> **What the exercise asks**
Summarize the excerpt on Dovgiy's political career in two sentences.

(Beginning of Document excerpt)

In the 2006 Ukrainian local elections Dovgiy was elected to Kyiv City Council, where he was later elected deputy chairman and Secretary of Kyiv City Council. In the 2008 snap elections to Kyiv City Council, he was re-elected as a council member and as deputy chairman and Secretary of Kyiv City Council for a second term. In 2011, Dovgiy resigned as Secretary of Kyiv City Council at his own request protesting against the policies of Viktor Yanukovych.

During the 2014 Ukrainian parliamentary election he was elected as a People's Deputy of Ukraine in Ukraine's 102nd electoral district, located in Kirovohrad Oblast.

On 18 September 2015, Dovgiy joined the People's Will parliamentary group. Dovgiy was close to President Petro Poroshenko, and frequently brought People's Will to support his initiatives while he was in office.

(End of Document excerpt)
(Beginning of Information given)

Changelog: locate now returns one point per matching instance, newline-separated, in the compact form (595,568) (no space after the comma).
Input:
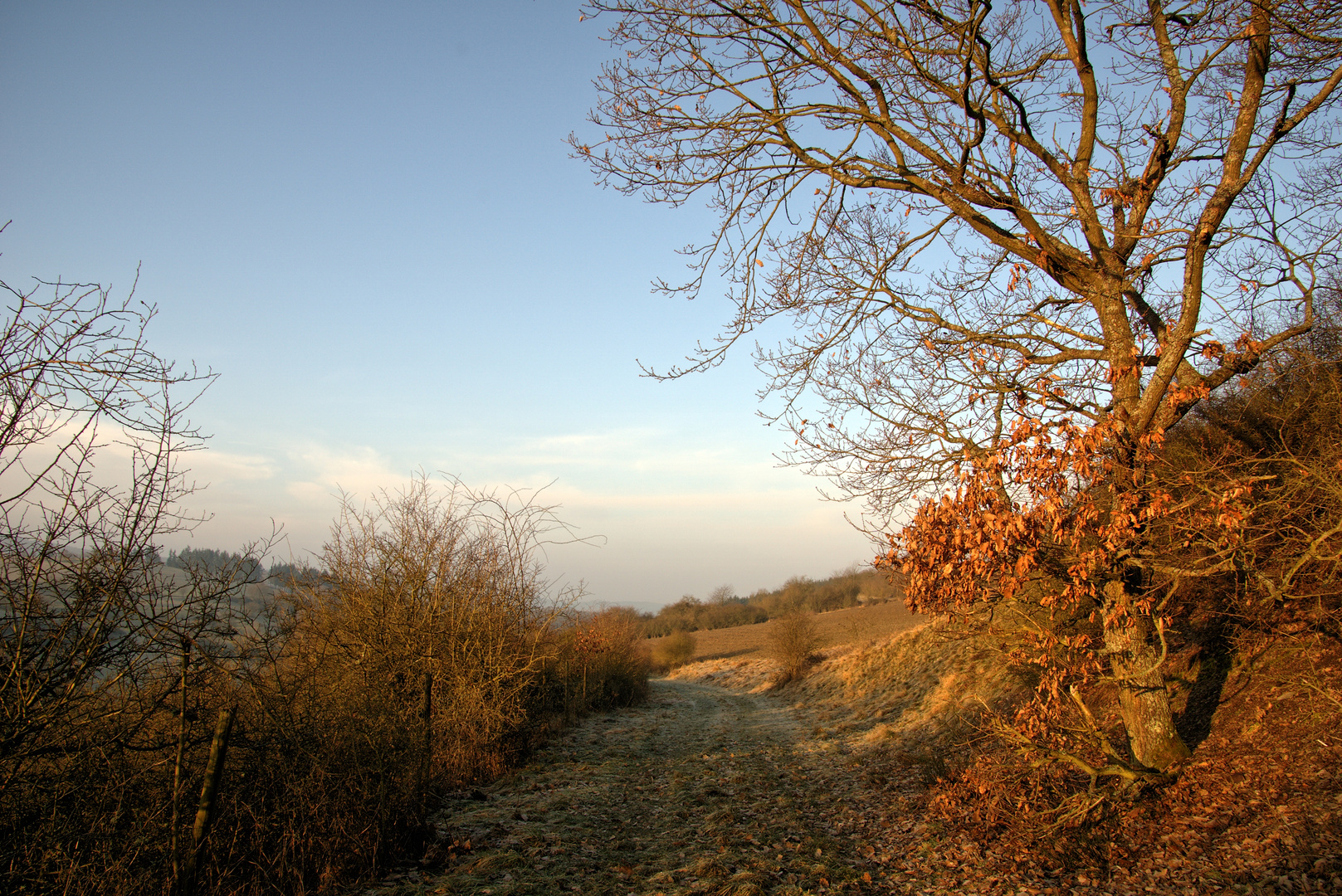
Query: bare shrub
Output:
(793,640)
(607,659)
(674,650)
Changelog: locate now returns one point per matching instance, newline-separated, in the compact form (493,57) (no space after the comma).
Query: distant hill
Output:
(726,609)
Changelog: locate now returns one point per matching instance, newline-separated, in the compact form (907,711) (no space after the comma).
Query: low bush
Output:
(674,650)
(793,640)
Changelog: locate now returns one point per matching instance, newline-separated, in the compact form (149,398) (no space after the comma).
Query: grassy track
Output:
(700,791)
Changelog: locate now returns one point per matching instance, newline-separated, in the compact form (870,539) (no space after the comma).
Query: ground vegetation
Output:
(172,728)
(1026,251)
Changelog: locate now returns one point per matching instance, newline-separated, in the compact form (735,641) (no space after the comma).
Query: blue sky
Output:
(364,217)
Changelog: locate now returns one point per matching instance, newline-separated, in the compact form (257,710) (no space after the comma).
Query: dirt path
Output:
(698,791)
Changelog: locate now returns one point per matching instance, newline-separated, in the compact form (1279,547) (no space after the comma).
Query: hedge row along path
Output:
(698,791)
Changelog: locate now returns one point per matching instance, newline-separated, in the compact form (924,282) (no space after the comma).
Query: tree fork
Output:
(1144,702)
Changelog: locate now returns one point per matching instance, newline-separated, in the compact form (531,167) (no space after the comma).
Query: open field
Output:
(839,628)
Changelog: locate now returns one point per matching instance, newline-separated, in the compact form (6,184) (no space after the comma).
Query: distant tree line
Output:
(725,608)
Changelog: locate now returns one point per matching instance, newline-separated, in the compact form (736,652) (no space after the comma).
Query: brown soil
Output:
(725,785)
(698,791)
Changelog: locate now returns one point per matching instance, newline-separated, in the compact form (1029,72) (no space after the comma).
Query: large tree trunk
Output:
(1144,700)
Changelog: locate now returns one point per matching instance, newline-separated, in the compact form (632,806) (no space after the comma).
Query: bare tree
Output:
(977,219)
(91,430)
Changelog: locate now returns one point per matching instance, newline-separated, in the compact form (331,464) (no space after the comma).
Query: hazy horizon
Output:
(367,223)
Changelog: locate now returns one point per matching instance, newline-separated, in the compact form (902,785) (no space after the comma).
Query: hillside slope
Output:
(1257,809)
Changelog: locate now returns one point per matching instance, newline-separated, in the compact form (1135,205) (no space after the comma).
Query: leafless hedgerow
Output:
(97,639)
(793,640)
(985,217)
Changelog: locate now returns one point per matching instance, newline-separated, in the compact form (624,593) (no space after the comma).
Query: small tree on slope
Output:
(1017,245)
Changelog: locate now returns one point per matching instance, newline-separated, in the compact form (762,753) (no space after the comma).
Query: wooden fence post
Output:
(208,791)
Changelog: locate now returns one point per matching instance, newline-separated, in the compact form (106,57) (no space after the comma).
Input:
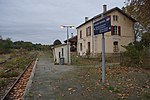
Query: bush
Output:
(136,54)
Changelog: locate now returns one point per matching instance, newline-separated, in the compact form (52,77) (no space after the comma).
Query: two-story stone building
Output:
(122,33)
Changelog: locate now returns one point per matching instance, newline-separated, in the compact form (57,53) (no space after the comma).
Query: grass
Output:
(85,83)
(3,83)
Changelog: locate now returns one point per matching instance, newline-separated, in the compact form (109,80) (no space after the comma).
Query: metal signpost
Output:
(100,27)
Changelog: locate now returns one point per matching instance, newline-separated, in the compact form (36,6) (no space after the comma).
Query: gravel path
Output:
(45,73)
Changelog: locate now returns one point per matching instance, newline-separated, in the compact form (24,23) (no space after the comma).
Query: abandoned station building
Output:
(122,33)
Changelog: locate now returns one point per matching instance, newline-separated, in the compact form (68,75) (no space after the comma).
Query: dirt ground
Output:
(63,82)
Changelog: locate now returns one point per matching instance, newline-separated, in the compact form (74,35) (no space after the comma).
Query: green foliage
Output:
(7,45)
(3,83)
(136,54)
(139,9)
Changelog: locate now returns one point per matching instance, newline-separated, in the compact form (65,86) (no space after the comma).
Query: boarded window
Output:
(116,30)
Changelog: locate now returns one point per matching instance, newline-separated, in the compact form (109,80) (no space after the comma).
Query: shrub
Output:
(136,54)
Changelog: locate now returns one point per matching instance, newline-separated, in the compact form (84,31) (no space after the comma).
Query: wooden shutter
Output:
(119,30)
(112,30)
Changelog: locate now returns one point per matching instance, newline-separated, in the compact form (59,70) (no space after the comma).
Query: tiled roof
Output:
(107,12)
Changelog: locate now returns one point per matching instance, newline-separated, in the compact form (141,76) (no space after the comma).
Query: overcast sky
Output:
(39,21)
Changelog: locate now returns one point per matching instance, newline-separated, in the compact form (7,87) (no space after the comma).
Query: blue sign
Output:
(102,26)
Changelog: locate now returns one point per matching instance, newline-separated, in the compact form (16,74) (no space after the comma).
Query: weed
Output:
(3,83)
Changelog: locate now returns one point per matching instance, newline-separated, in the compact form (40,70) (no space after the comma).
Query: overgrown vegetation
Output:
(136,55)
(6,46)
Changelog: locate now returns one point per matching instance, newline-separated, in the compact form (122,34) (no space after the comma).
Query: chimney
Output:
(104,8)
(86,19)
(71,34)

(End of Information given)
(Beginning of Information given)

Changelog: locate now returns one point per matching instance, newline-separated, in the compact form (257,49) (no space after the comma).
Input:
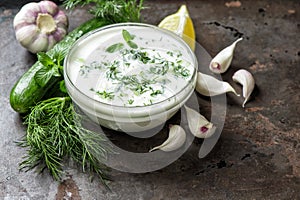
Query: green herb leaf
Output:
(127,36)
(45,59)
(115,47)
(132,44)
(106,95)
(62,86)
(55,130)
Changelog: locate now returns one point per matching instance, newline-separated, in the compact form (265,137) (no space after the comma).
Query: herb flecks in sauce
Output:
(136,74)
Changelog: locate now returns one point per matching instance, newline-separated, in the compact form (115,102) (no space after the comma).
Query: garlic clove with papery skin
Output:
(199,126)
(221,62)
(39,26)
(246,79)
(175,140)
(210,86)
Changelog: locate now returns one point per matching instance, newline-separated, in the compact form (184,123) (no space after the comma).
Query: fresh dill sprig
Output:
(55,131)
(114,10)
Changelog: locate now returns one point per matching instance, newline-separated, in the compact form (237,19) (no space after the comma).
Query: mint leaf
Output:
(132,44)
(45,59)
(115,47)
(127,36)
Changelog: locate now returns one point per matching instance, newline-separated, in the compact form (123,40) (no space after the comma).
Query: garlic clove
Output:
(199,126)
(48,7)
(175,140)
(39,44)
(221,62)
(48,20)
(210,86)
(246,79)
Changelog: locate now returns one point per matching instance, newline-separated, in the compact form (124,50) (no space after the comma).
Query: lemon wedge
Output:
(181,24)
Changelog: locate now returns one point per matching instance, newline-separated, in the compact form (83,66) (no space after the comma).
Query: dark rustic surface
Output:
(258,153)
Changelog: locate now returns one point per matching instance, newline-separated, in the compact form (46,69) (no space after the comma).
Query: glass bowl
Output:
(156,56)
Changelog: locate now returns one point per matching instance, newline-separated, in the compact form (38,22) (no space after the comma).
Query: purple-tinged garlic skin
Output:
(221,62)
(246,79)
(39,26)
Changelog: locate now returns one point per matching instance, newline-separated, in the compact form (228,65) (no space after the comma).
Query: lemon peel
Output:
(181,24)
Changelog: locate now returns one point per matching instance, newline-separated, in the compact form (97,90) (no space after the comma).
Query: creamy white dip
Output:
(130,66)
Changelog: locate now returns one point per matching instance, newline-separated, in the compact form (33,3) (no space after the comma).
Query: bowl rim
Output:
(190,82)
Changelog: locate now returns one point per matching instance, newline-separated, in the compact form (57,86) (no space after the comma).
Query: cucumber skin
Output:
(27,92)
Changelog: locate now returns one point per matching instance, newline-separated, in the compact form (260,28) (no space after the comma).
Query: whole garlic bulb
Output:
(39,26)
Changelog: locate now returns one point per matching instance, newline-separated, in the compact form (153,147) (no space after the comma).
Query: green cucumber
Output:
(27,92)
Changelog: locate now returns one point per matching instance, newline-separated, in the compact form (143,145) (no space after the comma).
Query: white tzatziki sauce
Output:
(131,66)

(End of Information given)

> **Exercise answer**
Dovgiy was elected to Kyiv City Council in 2006 and again in 2008, serving as deputy chairman and Secretary of the council until he resigned that post in 2011 in protest against Viktor Yanukovych's policies. He won Ukraine's 102nd electoral district in the 2014 parliamentary election, joined the People's Will group in September 2015, and, being close to President Petro Poroshenko, often brought that group to back his initiatives.